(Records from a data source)
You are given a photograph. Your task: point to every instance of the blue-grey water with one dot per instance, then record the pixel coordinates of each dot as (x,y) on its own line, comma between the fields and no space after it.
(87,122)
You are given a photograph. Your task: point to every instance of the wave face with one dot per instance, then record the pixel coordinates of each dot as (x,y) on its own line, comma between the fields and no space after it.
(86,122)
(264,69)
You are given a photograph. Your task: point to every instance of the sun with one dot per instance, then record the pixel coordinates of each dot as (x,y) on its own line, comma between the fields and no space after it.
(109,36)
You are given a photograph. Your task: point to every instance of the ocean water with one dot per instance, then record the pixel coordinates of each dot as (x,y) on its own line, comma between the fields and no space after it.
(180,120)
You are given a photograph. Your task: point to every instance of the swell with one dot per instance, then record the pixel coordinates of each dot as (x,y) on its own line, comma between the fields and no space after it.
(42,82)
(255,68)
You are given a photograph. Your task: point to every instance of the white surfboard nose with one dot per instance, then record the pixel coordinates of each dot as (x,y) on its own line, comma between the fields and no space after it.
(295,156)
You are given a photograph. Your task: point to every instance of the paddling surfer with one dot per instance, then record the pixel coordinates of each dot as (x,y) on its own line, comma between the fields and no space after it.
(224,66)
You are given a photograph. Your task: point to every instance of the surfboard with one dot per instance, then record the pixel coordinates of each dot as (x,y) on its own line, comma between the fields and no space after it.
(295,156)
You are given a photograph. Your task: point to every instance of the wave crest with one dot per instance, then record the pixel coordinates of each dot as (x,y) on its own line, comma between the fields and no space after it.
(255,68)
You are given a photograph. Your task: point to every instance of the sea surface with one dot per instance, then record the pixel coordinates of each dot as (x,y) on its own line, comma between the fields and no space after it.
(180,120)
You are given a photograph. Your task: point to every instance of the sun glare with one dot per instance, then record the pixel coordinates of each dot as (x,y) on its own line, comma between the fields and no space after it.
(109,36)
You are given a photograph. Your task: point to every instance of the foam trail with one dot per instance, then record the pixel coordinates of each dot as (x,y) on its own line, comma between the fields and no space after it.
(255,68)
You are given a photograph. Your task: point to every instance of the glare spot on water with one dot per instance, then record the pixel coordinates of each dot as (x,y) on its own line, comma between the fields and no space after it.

**TASK TO COMPLETE**
Reproduce every row above word for word, keeping each on its own line in the same order.

**EXERCISE RESULT**
You are given a photograph. Your task: point to every instance of the blue-grey water with one dot per instance, then record the pixel coordinates of each dot as (x,y) on its own line, comma between the fields and no space after it.
(87,122)
You are given a photograph. Your task: point to every instance of the wave face with one dot per instance, then record the pixel coordinates of each dot as (x,y) on its own line, comma between the fields and no space after it.
(86,122)
(264,69)
You are given a photograph. Your task: point to every instance of the sun with one dot per instance, then record the pixel coordinates of each dot as (x,y) on its own line, comma between the fields and no space after it.
(109,36)
You are given a photograph. Your task: point to every instance of the ocean water with one dot per instance, then record the pixel coordinates of each dot as (x,y) on its own line, comma between the fields and no space after it.
(180,120)
You are given a photograph. Your task: point to every instance of the swell with one dot per instance, then record the pixel coordinates of each dot as (x,y) on its own line, comma between the fields and no space after it.
(42,82)
(255,68)
You are given a photograph. Your task: point to every instance of the white surfboard nose with one dot per instance, then record the pixel coordinates of each dot as (x,y) on its own line, comma between the fields and no space after it.
(295,156)
You are given a photograph. Your task: point to every instance of the paddling surfer with one dot per instance, then record the pixel coordinates of each dot as (x,y) on its own line, comma between the fields and no space after it.
(224,66)
You are given a photograph. Your task: point to every instance of the surfboard with one dot per instance, then record the pixel coordinates of each dot as (x,y) on its own line, comma between the fields and no space after it.
(295,156)
You are given a photograph. Your task: point to every instance of the wave crest with one dot per instance, then record the pixel coordinates of each dot as (x,y) on its own line, comma between the fields and no space after it.
(255,68)
You are given a photograph. Your task: point to every instance of the sea surface with one dot per instance, then record the pixel coordinates of each dot as (x,y) on its own line, comma between the fields and no space after it.
(180,120)
You are given a photograph. Your task: point to every instance of the sun glare with one dot per instance, then record the pixel coordinates of each dot as (x,y) on its own line, comma between the fields and no space after it.
(109,36)
You are given a photograph. Your task: point to every instance of the foam trail with one dot per instance, then record the pixel coordinates of each dot as (x,y) on its own line, comma between the fields and no space after it.
(255,68)
You are given a photograph. Your task: point to every instance of the glare spot on water with one dot per instance, then record the pixel coordinates of each dot as (x,y) on its own line, comma between the fields and no space after it.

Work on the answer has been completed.